Task details — Beneath this task are records; state how many of their lines hold the word "person", and nothing else.

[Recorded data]
****

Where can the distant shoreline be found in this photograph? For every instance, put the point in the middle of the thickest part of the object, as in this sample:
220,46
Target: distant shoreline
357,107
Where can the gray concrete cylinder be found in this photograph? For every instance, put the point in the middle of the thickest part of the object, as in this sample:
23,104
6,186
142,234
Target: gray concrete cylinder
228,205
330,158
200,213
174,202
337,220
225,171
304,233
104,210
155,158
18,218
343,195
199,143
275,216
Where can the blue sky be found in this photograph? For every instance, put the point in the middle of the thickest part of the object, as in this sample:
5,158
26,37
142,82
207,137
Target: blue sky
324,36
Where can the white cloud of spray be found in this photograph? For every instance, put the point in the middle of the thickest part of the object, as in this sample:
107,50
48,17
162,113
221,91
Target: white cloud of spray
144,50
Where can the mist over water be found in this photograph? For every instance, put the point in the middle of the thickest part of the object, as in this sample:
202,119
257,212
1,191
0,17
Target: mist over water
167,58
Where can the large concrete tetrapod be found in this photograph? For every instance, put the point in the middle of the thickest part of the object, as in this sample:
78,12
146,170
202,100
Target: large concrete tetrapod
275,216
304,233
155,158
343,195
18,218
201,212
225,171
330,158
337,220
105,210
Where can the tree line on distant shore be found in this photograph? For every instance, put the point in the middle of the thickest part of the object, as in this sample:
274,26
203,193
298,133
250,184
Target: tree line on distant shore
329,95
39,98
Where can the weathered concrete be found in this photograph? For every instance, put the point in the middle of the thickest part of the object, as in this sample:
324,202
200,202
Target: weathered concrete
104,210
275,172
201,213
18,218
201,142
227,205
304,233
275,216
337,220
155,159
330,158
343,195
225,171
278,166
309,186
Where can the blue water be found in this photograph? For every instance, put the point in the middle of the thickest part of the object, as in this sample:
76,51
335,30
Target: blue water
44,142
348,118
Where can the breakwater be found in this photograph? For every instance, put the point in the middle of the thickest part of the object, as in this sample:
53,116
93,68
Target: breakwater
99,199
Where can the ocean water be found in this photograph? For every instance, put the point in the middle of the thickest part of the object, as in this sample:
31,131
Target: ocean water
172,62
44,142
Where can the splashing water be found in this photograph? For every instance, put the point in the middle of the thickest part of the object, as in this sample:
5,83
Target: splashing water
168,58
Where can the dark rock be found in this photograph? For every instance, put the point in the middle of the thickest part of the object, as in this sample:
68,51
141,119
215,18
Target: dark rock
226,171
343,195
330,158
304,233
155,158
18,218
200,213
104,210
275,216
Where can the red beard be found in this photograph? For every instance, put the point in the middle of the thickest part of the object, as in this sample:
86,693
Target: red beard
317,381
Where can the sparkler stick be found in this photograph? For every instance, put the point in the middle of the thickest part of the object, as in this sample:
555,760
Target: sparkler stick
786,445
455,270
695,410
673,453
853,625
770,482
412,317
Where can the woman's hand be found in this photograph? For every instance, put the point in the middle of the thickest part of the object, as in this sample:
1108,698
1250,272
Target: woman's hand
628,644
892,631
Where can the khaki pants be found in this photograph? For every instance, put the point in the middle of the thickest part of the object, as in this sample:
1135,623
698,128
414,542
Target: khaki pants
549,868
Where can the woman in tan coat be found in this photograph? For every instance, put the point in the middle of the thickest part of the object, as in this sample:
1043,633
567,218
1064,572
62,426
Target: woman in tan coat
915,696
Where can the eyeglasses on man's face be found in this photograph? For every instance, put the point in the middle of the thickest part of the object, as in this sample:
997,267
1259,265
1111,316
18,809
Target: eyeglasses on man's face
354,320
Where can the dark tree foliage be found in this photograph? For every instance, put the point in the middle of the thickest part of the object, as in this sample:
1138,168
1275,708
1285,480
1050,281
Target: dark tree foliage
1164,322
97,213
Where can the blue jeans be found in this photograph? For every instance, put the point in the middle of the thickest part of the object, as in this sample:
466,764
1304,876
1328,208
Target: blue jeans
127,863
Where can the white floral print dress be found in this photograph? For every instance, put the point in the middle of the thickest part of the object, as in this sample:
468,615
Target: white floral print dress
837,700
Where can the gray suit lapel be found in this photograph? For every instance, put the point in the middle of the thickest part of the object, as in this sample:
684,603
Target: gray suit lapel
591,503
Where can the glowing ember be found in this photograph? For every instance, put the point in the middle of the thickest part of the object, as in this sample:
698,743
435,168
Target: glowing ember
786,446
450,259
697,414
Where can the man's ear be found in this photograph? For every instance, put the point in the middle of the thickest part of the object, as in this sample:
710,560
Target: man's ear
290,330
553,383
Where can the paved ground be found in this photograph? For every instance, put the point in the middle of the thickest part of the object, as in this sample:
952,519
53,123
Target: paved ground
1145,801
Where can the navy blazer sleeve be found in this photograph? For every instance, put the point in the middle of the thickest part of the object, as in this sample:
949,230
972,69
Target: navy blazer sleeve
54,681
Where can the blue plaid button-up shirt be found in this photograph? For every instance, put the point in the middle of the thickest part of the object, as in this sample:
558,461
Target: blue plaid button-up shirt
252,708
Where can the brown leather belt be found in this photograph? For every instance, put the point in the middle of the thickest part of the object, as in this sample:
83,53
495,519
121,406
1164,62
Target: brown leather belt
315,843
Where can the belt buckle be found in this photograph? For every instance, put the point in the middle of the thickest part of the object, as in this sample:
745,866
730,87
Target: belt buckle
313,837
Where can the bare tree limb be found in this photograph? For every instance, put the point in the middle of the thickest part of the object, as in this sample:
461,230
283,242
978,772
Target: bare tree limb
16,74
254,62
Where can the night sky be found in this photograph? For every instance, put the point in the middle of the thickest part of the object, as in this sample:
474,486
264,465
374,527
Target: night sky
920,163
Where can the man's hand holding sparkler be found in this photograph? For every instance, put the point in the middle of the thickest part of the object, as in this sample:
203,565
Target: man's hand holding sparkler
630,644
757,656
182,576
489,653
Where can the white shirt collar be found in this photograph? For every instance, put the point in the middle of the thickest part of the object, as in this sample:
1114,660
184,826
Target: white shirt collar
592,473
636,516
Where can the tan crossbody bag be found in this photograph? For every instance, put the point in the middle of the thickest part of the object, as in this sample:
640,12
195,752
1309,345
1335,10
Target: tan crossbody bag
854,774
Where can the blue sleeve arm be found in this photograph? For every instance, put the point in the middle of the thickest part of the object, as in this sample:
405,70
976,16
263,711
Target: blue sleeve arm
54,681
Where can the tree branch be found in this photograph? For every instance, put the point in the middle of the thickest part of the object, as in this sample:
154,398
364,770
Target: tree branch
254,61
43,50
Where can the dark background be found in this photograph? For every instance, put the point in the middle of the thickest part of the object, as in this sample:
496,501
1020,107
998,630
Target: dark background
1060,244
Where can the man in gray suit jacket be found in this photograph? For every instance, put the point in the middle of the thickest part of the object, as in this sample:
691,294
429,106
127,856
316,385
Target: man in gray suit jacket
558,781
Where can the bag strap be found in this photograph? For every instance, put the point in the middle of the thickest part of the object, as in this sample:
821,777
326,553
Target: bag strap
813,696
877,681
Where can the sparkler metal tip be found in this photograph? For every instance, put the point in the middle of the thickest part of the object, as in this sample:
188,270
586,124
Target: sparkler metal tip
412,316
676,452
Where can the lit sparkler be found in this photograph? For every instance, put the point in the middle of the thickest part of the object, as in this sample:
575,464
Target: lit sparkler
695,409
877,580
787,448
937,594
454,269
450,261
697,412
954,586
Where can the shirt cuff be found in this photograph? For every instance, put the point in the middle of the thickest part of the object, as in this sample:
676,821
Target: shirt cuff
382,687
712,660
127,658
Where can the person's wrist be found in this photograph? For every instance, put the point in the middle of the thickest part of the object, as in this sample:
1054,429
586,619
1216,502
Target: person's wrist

****

Exercise solution — 2